• DOCUMENT PASSAGE

- - - - - - -

A new survey by McKinsey found that companies have accelerated the adoption of digital technologies by three to four years.
Businesses that relied on on-premises tools before COVID-19 are quickly migrating to cloud-based software. Gartner predicts that more than 45% of IT spending on traditional solutions (infrastructure software, system infrastructure, and application software) will shift to the cloud by 2024.
Another reason for the rapid increase in cloud adoption is that there are plenty of tools for every aspect of the business. For instance, Salesforce and HubSpot are the most popular CRMs, BreatheHR is one of the most used HR software. Similarly, in-house and remote sales & support teams use iTeleCenter for their phone communications.
Helping employees set up a home office and migrating to the cloud helps employers ensure that their workers get the necessary tools and information to do their job, thereby improving their experience.
3- Flexible Work Hours Is the New Norm
While allowing employees to work from home became normal in 2020, the new wave of flexibility will be the hours they want to work.
In a Fractl Survey of 2,000 people, more than 80% of respondents said they would consider flexible work hours when choosing between a high-paying and low-paying job with better benefits.
Flexible work timings give your employees a much-needed break that they can use to feel energized and come back with a fresh mind. It also lowers absenteeism and tiredness, thereby improving productivity.

- - - - - - -

• ACTIVITY 1
In the workplace trends passage, what share of IT spending on traditional solutions does Gartner predict will move to the cloud by 2024?
• ACTIVITY 2
Repeat word for word the stretch of the workplace trends passage from "Helping employees set" through "with better benefits.".

• Extracted data entries
- - - - - - -

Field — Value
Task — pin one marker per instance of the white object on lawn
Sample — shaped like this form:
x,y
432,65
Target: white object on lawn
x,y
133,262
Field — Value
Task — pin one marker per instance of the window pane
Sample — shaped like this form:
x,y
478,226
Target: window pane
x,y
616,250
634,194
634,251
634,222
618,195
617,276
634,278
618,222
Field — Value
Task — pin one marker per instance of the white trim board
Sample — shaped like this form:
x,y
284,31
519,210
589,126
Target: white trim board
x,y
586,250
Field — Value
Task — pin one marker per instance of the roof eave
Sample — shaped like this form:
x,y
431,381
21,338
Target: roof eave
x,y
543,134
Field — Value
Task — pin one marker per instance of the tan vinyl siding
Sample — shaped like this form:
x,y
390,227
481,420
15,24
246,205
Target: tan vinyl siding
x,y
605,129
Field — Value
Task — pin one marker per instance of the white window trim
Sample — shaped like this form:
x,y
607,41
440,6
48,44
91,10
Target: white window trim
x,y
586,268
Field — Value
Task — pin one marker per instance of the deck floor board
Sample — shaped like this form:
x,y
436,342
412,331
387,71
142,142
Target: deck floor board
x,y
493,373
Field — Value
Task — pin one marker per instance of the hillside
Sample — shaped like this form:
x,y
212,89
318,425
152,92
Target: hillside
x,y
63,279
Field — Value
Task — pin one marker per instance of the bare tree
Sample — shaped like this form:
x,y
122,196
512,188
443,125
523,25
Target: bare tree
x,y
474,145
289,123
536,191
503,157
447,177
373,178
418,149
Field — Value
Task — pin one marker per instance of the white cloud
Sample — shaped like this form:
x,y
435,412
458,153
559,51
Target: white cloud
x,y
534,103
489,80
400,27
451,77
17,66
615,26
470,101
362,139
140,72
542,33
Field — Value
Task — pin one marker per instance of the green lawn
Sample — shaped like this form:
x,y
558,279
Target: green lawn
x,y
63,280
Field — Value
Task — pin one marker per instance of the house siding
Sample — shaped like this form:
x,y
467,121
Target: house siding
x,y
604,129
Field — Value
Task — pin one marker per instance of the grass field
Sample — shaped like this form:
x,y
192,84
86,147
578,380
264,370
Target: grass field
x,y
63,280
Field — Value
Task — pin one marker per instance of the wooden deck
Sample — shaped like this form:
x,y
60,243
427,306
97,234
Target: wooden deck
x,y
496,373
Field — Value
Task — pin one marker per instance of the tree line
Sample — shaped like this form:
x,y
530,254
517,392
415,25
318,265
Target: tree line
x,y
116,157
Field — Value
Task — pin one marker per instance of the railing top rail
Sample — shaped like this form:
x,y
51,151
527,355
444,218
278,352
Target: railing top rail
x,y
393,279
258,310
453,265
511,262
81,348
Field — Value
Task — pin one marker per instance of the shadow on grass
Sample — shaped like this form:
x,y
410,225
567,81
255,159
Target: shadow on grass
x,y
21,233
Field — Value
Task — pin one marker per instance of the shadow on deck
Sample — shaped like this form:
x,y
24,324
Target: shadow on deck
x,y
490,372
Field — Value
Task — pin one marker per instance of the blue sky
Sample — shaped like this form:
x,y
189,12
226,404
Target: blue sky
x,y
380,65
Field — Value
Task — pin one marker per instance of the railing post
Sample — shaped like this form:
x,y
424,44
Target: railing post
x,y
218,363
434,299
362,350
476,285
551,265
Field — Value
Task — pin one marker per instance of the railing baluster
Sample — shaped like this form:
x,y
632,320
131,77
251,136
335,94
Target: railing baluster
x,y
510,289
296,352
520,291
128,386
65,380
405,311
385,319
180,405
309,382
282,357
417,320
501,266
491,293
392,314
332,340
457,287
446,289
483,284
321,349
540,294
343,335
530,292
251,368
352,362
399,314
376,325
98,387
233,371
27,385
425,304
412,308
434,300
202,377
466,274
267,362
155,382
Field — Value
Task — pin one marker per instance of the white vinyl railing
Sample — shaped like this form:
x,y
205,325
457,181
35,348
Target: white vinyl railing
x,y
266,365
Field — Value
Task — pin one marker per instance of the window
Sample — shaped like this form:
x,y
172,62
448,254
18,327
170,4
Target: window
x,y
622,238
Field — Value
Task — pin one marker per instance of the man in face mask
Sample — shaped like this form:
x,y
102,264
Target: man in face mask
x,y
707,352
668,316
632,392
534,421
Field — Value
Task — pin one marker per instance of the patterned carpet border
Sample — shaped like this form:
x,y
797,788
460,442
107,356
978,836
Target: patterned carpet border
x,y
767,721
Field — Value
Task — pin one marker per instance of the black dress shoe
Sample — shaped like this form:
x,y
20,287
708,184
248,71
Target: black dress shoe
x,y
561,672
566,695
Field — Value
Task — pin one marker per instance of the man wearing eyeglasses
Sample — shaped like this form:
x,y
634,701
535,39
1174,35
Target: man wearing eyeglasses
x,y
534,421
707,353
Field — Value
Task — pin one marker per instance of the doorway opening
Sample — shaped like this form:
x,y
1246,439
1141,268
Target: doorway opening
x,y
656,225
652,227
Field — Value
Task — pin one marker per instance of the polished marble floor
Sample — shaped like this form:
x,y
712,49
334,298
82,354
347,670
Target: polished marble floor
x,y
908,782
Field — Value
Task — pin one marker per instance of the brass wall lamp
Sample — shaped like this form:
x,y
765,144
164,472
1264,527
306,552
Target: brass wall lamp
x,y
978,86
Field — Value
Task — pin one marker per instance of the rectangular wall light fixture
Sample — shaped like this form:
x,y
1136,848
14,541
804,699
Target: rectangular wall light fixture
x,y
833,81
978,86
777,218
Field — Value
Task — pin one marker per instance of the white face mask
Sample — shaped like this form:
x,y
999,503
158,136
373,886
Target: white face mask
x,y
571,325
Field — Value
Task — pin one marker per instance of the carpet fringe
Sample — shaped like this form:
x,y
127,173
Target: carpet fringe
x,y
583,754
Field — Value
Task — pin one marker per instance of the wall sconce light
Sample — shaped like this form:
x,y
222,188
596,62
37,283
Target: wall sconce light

- - - - - - -

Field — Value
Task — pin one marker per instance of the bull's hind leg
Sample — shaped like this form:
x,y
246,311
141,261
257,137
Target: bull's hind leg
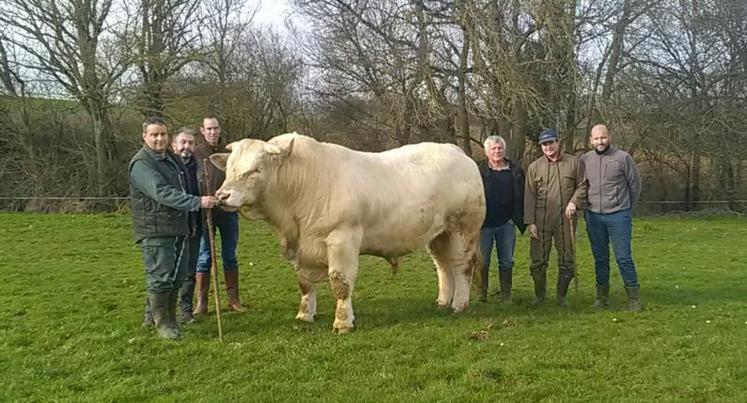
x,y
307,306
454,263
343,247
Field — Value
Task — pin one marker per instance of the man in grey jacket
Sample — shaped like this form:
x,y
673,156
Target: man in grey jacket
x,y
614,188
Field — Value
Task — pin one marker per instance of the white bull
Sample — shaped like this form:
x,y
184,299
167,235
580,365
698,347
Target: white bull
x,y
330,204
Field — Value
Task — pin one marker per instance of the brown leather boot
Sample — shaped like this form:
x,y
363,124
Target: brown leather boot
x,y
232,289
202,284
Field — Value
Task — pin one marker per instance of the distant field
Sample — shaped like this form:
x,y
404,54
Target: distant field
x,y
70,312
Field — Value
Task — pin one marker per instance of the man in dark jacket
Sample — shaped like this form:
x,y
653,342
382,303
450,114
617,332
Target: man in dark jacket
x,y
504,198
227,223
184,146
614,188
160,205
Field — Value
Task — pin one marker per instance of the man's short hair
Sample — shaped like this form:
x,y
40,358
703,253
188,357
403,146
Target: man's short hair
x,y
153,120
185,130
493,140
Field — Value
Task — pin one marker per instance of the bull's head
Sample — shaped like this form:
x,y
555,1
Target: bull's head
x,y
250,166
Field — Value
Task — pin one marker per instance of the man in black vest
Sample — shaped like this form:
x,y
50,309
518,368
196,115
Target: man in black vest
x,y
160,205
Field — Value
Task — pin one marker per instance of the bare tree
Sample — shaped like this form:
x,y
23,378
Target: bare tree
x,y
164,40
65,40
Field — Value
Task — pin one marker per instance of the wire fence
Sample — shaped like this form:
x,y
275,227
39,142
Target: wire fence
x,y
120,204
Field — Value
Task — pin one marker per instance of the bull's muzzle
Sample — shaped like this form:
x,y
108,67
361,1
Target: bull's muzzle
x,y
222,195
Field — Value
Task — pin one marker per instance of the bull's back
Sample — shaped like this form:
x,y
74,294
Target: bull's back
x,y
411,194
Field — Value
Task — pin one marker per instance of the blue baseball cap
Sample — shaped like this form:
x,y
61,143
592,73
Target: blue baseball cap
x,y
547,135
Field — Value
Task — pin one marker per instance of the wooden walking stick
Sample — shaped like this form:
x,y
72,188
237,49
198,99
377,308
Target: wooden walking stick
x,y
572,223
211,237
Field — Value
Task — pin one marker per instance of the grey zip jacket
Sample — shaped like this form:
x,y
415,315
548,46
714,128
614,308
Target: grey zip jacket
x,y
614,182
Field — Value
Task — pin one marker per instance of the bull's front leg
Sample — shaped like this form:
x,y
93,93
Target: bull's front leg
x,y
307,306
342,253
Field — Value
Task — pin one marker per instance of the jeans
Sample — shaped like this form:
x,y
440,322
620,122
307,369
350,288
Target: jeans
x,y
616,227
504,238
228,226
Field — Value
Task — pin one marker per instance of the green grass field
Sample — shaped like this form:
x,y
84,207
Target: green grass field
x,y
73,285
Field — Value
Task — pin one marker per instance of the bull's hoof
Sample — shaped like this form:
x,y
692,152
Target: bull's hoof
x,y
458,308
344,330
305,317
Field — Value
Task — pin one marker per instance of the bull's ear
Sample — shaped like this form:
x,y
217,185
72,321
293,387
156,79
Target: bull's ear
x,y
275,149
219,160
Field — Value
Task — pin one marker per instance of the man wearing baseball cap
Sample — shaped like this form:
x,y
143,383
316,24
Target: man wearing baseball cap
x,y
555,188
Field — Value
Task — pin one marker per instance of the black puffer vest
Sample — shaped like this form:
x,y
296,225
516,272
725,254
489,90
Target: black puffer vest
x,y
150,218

- - - - - - -

• RESPONSE 1
More than 45%.

• RESPONSE 2
Helping employees set up a home office and migrating to the cloud helps employers ensure that their workers get the necessary tools and information to do their job, thereby improving their experience.
3- Flexible Work Hours Is the New Norm
While allowing employees to work from home became normal in 2020, the new wave of flexibility will be the hours they want to work.
In a Fractl Survey of 2,000 people, more than 80% of respondents said they would consider flexible work hours when choosing between a high-paying and low-paying job with better benefits.